EXCERPT:
[start]

10% tax on sale… double down with Investor Relief

Investor Relief was brought in to extend the advantages of Entrepreneurs Relief to investors in qualifying companies…

…and there’s a wrinkle on the rules that means an investor could also end up getting Entrepreneurs Relief too…

That’s a 10% tax rate on up to £40m of gains !

First the basics of Investor Relief

10% CGT rate on disposal of qualifying assets

£10m lifetime limit

3 year holding period required to qualify

Only available to newly issued shares fully paid for, issued after 17 March 2016 (so this is the very first year any claim under this relief could be made)

What makes an Investor?

An ‘investor’ can’t be an employee or director of the company whilst owning the shares…

… but this rule can be relaxed somewhat for unremunerated directors or someone who becomes an employee in the future…

Two lots of relief?

… someone who is an unpaid director or shareholder could get both ER and IR … which would give them the chance to pay 10% CGT on £20m of lifetime capital gains (or £40m if you include their spouse / civil partners)

Could you or yours qualify as investor in your own company?

Afraid not … the connected persons tests stops it extending to you and yours…

Unless ??? it may be possible to create a trust for your children without you as trustee and the trust could become an investor in your company

Connected Persons For IR

Stray thought

Although IR mimics and extends ER it actually has lots of similarities with EIS… could it be the replacement for EIS when EIS gets sun-setted in April 2025?

 

 

Pay no tax when you sell your company… EOT

Most owners get Entrepreneurs Relief and so only pay 10% on the Capital Gain when they sell their business…  many are not aware there’s a 0% tax option…
Transfer controlling interest to an Employee Ownership Trust (i.e. sell the business to the employees) and you pay no CGT (and no Income Tax and no IHT) on the gains…
And the employees get tax benefits as well…
What’s not to like?

Why sell to an EOT?

[end]

Dataset entries:
[start]

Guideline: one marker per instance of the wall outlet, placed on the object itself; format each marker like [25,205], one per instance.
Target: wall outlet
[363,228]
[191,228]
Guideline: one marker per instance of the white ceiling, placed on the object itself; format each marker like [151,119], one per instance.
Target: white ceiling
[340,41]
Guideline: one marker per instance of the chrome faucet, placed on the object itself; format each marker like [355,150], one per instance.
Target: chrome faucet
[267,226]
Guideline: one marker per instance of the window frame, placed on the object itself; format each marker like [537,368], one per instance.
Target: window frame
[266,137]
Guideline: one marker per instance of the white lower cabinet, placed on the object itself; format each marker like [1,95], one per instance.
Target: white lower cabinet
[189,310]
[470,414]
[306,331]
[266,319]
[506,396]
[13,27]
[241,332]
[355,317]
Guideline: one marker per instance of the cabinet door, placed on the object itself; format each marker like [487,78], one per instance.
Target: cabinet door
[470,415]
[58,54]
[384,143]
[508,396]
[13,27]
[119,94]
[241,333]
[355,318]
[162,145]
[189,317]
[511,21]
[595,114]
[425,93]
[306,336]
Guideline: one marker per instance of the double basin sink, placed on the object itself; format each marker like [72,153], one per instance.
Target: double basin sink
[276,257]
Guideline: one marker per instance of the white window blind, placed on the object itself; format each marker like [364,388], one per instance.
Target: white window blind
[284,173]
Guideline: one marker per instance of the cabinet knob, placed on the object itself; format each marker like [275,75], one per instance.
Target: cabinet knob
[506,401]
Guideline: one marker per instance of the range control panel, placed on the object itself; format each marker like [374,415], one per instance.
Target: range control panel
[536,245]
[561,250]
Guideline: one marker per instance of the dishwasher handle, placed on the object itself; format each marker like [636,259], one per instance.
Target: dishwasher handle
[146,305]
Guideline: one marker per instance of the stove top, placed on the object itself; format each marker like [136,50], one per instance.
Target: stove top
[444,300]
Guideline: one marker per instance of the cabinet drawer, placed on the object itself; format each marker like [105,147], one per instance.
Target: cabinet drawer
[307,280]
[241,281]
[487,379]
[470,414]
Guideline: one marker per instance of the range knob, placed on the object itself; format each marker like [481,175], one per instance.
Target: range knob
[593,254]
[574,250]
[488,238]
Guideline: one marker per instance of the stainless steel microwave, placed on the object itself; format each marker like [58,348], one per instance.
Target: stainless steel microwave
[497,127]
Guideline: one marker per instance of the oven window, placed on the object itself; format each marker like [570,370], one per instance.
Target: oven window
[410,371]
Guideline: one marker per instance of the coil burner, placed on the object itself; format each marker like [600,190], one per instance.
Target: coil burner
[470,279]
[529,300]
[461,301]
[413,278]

[end]

DIRECTIONS: Retype the stretch of the Investor Relief article above word for word, starting at the words "Investor Relief was" and stopping after "to £40m of gains !".

WRITTEN REPLY:
Investor Relief was brought in to extend the advantages of Entrepreneurs Relief to investors in qualifying companies…

…and there’s a wrinkle on the rules that means an investor could also end up getting Entrepreneurs Relief too…

That’s a 10% tax rate on up to £40m of gains !